▶ [Task directions]: Could you update all the records below by replacing "pin every instance" with "mark each instance" and keeping everything else the same? Leave the pictures out of your answer.

▶ [Data for the task]:

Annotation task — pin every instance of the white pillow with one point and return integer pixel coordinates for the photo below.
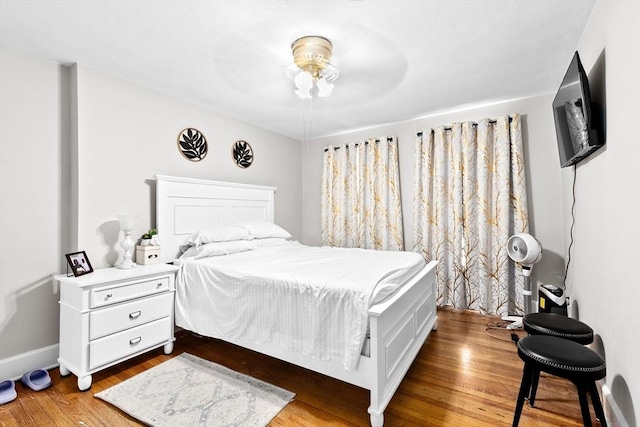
(225, 233)
(218, 249)
(264, 229)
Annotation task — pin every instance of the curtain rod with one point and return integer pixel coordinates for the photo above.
(389, 139)
(473, 123)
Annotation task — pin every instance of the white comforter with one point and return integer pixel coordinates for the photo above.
(312, 300)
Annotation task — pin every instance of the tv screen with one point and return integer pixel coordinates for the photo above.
(572, 110)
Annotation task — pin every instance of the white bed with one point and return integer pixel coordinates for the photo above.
(398, 325)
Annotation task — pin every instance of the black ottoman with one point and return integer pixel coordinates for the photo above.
(557, 325)
(566, 359)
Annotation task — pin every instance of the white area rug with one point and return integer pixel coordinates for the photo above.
(189, 391)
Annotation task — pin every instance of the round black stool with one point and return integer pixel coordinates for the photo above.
(566, 359)
(555, 325)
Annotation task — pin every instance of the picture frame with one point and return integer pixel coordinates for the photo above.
(79, 263)
(242, 154)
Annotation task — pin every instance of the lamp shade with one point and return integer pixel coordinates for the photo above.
(127, 222)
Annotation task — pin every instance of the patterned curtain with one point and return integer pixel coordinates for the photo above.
(361, 206)
(469, 198)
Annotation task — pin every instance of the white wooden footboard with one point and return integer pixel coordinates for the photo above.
(399, 327)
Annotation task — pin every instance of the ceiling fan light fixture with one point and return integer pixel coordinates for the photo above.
(311, 56)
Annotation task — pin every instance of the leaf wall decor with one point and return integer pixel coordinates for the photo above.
(192, 144)
(242, 154)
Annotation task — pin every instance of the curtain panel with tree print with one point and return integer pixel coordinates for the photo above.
(361, 206)
(469, 198)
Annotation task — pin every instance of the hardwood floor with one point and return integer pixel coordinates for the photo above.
(465, 375)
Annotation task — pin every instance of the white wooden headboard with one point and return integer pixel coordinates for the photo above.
(184, 205)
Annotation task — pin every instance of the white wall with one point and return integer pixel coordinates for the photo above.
(543, 174)
(605, 257)
(127, 134)
(30, 140)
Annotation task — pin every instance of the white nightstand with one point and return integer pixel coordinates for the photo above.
(112, 315)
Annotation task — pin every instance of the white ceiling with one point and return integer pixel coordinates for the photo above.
(398, 60)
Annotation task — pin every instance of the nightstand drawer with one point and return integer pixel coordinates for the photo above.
(125, 343)
(126, 291)
(128, 315)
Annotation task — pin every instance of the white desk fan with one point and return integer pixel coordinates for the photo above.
(525, 250)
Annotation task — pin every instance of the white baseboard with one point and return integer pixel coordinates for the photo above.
(12, 368)
(611, 410)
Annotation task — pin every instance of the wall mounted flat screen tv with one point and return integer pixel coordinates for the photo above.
(573, 112)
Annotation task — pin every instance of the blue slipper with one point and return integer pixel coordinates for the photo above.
(7, 391)
(37, 380)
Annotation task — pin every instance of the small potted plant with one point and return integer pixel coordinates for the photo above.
(146, 237)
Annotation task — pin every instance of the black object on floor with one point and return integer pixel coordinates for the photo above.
(566, 359)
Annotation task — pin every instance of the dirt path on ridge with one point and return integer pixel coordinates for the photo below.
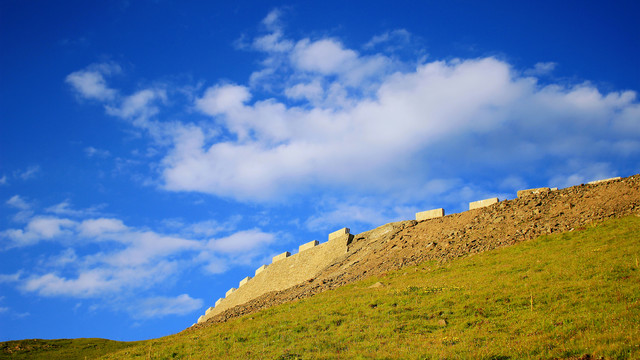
(396, 245)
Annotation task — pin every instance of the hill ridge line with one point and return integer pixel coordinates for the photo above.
(346, 257)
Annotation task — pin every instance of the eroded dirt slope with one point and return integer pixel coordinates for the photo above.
(400, 244)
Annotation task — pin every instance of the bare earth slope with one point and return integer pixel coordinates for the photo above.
(400, 244)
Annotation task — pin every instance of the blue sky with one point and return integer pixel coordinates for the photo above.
(154, 153)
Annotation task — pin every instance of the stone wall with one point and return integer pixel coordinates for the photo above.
(288, 270)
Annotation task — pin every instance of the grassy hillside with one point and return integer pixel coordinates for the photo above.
(559, 296)
(62, 349)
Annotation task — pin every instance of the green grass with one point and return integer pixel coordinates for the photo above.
(558, 296)
(60, 349)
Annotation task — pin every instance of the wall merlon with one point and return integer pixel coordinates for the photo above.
(527, 192)
(261, 269)
(429, 214)
(482, 203)
(339, 233)
(244, 281)
(284, 255)
(308, 245)
(604, 180)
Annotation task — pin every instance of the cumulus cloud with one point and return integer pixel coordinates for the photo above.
(28, 173)
(160, 306)
(442, 116)
(103, 257)
(90, 83)
(242, 241)
(541, 68)
(95, 152)
(318, 116)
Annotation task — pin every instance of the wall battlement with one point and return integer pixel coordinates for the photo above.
(288, 270)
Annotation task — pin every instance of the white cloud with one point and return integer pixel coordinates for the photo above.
(102, 257)
(28, 173)
(242, 241)
(139, 105)
(94, 152)
(90, 83)
(541, 68)
(418, 115)
(65, 208)
(398, 37)
(38, 228)
(10, 278)
(223, 99)
(100, 227)
(326, 56)
(345, 215)
(18, 202)
(160, 306)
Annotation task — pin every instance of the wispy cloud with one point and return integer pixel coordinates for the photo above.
(160, 306)
(104, 257)
(28, 173)
(90, 83)
(95, 152)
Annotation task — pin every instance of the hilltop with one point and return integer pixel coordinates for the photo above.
(567, 289)
(396, 245)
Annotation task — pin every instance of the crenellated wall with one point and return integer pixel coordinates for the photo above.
(288, 270)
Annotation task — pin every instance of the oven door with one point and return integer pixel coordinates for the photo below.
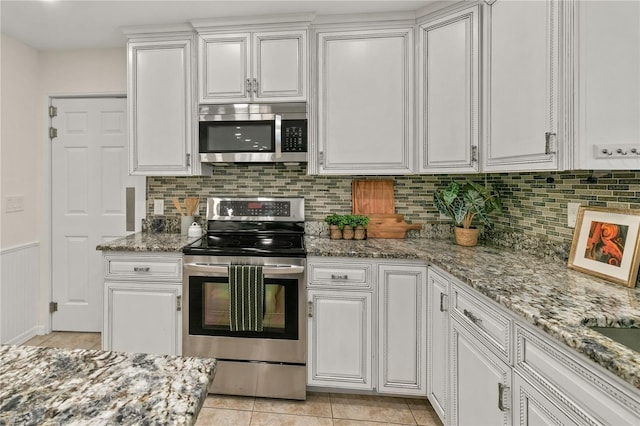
(206, 330)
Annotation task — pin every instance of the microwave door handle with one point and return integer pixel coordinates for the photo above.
(278, 119)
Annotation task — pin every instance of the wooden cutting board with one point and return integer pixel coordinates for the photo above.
(389, 226)
(372, 196)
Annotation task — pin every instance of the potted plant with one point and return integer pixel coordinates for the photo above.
(336, 224)
(359, 223)
(464, 203)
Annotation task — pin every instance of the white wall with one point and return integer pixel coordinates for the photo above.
(28, 78)
(20, 138)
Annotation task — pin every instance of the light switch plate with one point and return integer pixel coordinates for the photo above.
(158, 207)
(572, 214)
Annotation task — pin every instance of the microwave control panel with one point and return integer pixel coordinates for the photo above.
(294, 136)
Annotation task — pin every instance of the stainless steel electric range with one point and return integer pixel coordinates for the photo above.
(250, 231)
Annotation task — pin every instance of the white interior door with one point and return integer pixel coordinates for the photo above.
(90, 182)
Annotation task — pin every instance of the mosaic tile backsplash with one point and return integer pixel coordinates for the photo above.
(535, 204)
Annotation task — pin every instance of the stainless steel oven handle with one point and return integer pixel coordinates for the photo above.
(223, 269)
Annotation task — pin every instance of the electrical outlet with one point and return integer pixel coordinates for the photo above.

▶ [Solution]:
Annotation task — mark each instance of the white pillow with one point and return integer pixel coordinates for the photo below.
(225, 233)
(218, 249)
(264, 229)
Annotation task — mark each instance of the curtain rod with one point and return integer pixel coordinates for the photo above.
(389, 139)
(473, 123)
Annotation task — mark each instance of the white comforter with one point and return integer pixel coordinates for the photo above.
(312, 300)
Annotation task — mark each instance of the tv screen with one point and return integer pixel coordinates for the photo above.
(572, 110)
Annotation task — mark each instance of the white bed with one point and return integer pixel coordinates for the photo above.
(398, 325)
Annotation task — mark each instance of the black ottoman with one point and return integer pixel coordinates for the photo above.
(557, 325)
(566, 359)
Annotation task — mark each instance of the white area rug with one point and return integer pixel coordinates for the photo above.
(189, 391)
Annotation task — mark each instance of the round black stool with one point and return integer pixel coordinates for the photo above.
(566, 359)
(555, 325)
Annotation task — mark each instance of the picture frame with one point and return integer pixel coordinates for the photo above.
(79, 263)
(242, 154)
Annotation task — mark each instance of the lamp shade with one point and return integer pixel coordinates for the photo above.
(127, 222)
Annotation task — mark each instance of the patterned curtain with one point and return integer pixel coordinates for the photo above.
(361, 206)
(469, 198)
Annotation task — mark each instance of the white wooden footboard with one point and return integer pixel coordinates for the photo above.
(399, 327)
Annotation task — mark each instance of the ceiling fan light fixture with one point and return integer pixel coordinates for the photo above.
(311, 56)
Annotation task — mark each instance of the leaf wall decor with one point and return integer pixel coordinates for the photo above.
(192, 144)
(242, 154)
Annotation task — mark each instance of the curtain panel with tree print with one point and return integer pixel coordinates for the photo above.
(361, 206)
(469, 198)
Annotation task — mark each instance of the hardwood floor with one point and return integer pixel coordinates for the photo above.
(465, 375)
Annotation task — mark each instance of the white wooden headboard with one point and return integer pixel coordinates for the photo above.
(184, 205)
Annotation task — mark each instance of the white wall with one point and return integer pixel coordinates for the photo above.
(543, 174)
(605, 257)
(127, 134)
(30, 140)
Annotation task — mark each instance of the white nightstand with one point and return integer pixel coordinates for the photo above.
(112, 315)
Annotation task — mark each instance of the white ceiling with one point and return integer pixel coordinates for the photo above.
(398, 60)
Annotation task — mark each instance of the nightstand drawer with one point and return integer pixel coordinates for the photo above.
(125, 343)
(126, 291)
(128, 315)
Annotation task — mark each instance of the white desk fan with one point and return integer pixel coordinates for the photo above.
(525, 250)
Annotation task — mark each instance of the white baseboard with one point and return integer pixel coordinates for the photo above.
(12, 368)
(611, 410)
Annotation task — mark each instance of the wall mounted flat screen tv with one point and return integer pixel coordinates for the photo above.
(573, 112)
Annotation task — mark each instance of the blue slipper with one point and return integer pixel coordinates for the photo above.
(7, 391)
(37, 380)
Annotation task — mark each instance of the small potted plant with one point and return integer pixel coordinates for the photo above.
(146, 237)
Annotation task — mark each instance of the black object on floor with one point and return integer pixel coordinates for the photo above.
(566, 359)
Annotation task — mark each instance of the dirt path on ridge with one point and return integer pixel coordinates for the photo below.
(396, 245)
Annotation task — mark each instance of the hill ridge line with one point and return integer pixel coordinates for the photo above.
(346, 257)
Annotation task — mark each instance of the eroded dirt slope with one point and return integer pixel coordinates for the photo above.
(400, 244)
Annotation task — mark each instance of the bare earth slope with one point and return integer pixel coordinates for the photo above.
(400, 244)
Annotation task — mark each instance of the blue sky with one point and return integer pixel coordinates for the photo above.
(154, 153)
Annotation task — mark each instance of the stone wall with one point and return integer pixel coordinates for the photo above.
(288, 270)
Annotation task — mark each instance of the grassy hillside with one point and return integer pixel coordinates for the photo above.
(559, 296)
(62, 349)
Annotation task — mark each instance of the green grass with one point and return integer pixel coordinates for the photo above.
(558, 296)
(60, 349)
Annotation task — mark each instance of the wall merlon with one point and return integer pixel coordinates for the photo above.
(527, 192)
(261, 269)
(429, 214)
(482, 203)
(339, 233)
(244, 281)
(284, 255)
(308, 245)
(604, 180)
Annotation task — mark each instance of the cumulus cloud with one point and return integer pixel coordinates for the photo above.
(28, 173)
(160, 306)
(442, 116)
(103, 257)
(90, 83)
(242, 241)
(541, 68)
(95, 152)
(318, 116)
Annotation task — mark each instance of the wall battlement with one point and return integer pixel coordinates for the photo above.
(288, 270)
Annotation task — mark each instance of the white cloud with one point and return integer pixel coordinates for the photo above.
(102, 257)
(28, 173)
(242, 241)
(139, 105)
(94, 152)
(90, 83)
(541, 68)
(418, 115)
(65, 208)
(398, 37)
(38, 228)
(10, 278)
(223, 99)
(100, 227)
(326, 56)
(345, 215)
(18, 202)
(160, 306)
Annotation task — mark each instance of the wispy cloud with one point and return integer pixel coordinates for the photo above.
(160, 306)
(104, 257)
(28, 173)
(90, 83)
(95, 152)
Annotation task — mark each instance of the hilltop with one point and return integer pixel coordinates for the photo above.
(567, 289)
(396, 245)
Annotation task — mark each instance of the crenellated wall with one point and return integer pixel coordinates for the photo above.
(288, 270)
Annotation task — mark each instance of the oven door with one point and return integer pixel coordinates for the photo below.
(206, 330)
Annotation task — mark each instance of the microwave door handle with one point and return integer pixel coordinates for the photo above.
(278, 119)
Annotation task — mark each instance of the wooden cutting board with one point and return integer pixel coordinates for the photo above.
(389, 226)
(372, 196)
Annotation task — mark each instance of the potted plant with one point and return integer pixel coordinates for the photo above.
(336, 224)
(359, 223)
(464, 203)
Annotation task — mark each instance of the white wall with one point and return integer pixel coordinates for the photo above.
(28, 78)
(20, 138)
Annotation task — mark each instance of the light switch plate with one point and return integer pixel coordinates for the photo above.
(158, 207)
(572, 214)
Annotation task — mark each instance of the microwave control panel with one point and return integer pixel coordinates for the photo above.
(294, 136)
Annotation task — mark each instance of the stainless steel electric range with one point and return integer pixel coordinates for the photo above.
(250, 231)
Annotation task — mark each instance of the white interior door with one point and return integer pixel coordinates for the photo above.
(90, 182)
Annotation task — mark each instance of the mosaic tile backsplash with one point and return integer pixel coordinates for the photo above.
(535, 204)
Annotation task — mark each instance of the stainless steel oven handle with one point and return integer pixel coordinates for the photo above.
(223, 269)
Annotation task — mark each instance of the electrical outlet with one point and return integer pixel coordinates for the photo above.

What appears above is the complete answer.